>> Begin Exercise data
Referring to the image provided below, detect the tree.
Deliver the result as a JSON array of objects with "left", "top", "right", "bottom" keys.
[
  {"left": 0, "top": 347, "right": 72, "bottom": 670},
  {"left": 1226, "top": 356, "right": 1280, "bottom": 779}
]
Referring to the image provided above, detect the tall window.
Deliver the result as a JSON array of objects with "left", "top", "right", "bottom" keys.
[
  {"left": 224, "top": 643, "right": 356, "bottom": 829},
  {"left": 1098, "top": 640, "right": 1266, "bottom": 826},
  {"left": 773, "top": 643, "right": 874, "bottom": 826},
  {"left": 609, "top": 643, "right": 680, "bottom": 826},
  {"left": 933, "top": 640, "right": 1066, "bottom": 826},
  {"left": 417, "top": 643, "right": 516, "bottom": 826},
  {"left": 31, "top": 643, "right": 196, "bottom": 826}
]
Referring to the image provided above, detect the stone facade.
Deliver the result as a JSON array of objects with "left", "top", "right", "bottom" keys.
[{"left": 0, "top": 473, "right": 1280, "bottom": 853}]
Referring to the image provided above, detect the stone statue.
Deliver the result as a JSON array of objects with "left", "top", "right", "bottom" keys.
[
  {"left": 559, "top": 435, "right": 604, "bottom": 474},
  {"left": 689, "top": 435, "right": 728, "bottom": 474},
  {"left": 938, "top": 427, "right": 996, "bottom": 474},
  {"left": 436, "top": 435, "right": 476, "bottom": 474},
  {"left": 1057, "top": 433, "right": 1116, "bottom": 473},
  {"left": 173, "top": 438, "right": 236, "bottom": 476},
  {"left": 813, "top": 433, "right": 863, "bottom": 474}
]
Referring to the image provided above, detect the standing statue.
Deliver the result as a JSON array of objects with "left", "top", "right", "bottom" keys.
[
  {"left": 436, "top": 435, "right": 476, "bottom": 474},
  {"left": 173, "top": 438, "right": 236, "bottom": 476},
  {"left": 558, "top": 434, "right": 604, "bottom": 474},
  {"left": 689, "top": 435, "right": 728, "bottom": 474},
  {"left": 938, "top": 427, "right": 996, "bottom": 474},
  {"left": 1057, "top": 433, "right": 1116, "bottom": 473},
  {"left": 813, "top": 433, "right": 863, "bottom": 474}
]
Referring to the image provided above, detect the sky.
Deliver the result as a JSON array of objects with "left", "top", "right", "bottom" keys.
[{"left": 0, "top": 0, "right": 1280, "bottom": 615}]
>> End Exercise data
_Problem to solve_. Which lines in the listing above contain the word "stone"? Pick out each of them and copy it in full.

_Answer for the task_.
Referring to the image provided above, detect the stone facade.
Referring to the image provided above, detect the stone statue.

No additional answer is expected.